**Texte à analyser**
***
La dynastie Kim, qui règne sur la Corée du Nord depuis 1948, a mis patiemment en place un piège machiavélique pour faire trébucher l’Amérique et la forcer au respect. Kim Jong-un, le dernier en date de la lignée, loin de signer l’effondrement du régime, pourrait bien en être l’exécuteur.

Lorsque son père meurt soudainement d’une crise cardiaque en décembre 2011, beaucoup pensent que Kim Jong-un, qui a alors moins de trente ans et n’est pas suffisamment préparé, va se contenter d’être la marionnette de la vielle garde. Inconnu du peuple et de la classe dirigeante et ne pouvant se targuer d’une carrière militaire, il avait, a priori, tout d’un oiseau pour le chat. Ils étaient donc nombreux à penser que son avènement signait l’effondrement du régime. Six ans plus tard, cette prédiction est restée lettre morte.

Régner par la terreur

En tirant parti de sa ressemblance frappante avec « le père de la nation », son grand-père Kim Il-sung mort en 1994, la propagande est parvenue à en faire une sorte de réincarnation. Même carrure, même voix grave et même jovialité. Et pour ceux pour qui la nostalgie ne fonctionne guère, on n’hésite pas à faire preuve de brutalité pour régner par la terreur.
***
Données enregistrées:

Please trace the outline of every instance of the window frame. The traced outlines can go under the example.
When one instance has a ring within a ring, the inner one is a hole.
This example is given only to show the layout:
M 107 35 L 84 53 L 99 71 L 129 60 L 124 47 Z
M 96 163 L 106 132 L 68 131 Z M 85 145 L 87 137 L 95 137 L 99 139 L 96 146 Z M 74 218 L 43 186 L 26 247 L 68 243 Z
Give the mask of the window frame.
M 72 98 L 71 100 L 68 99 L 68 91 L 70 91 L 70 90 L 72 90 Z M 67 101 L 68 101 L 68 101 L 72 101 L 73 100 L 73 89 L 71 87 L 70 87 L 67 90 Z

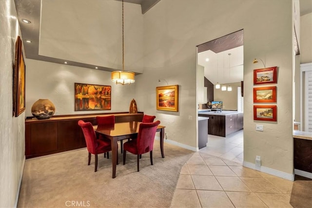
***
**Consigne**
Recopiez intégralement le texte sur la dynastie Kim, sans y apporter la moindre modification.

**Corrigé**
La dynastie Kim, qui règne sur la Corée du Nord depuis 1948, a mis patiemment en place un piège machiavélique pour faire trébucher l’Amérique et la forcer au respect. Kim Jong-un, le dernier en date de la lignée, loin de signer l’effondrement du régime, pourrait bien en être l’exécuteur.

Lorsque son père meurt soudainement d’une crise cardiaque en décembre 2011, beaucoup pensent que Kim Jong-un, qui a alors moins de trente ans et n’est pas suffisamment préparé, va se contenter d’être la marionnette de la vielle garde. Inconnu du peuple et de la classe dirigeante et ne pouvant se targuer d’une carrière militaire, il avait, a priori, tout d’un oiseau pour le chat. Ils étaient donc nombreux à penser que son avènement signait l’effondrement du régime. Six ans plus tard, cette prédiction est restée lettre morte.

Régner par la terreur

En tirant parti de sa ressemblance frappante avec « le père de la nation », son grand-père Kim Il-sung mort en 1994, la propagande est parvenue à en faire une sorte de réincarnation. Même carrure, même voix grave et même jovialité. Et pour ceux pour qui la nostalgie ne fonctionne guère, on n’hésite pas à faire preuve de brutalité pour régner par la terreur.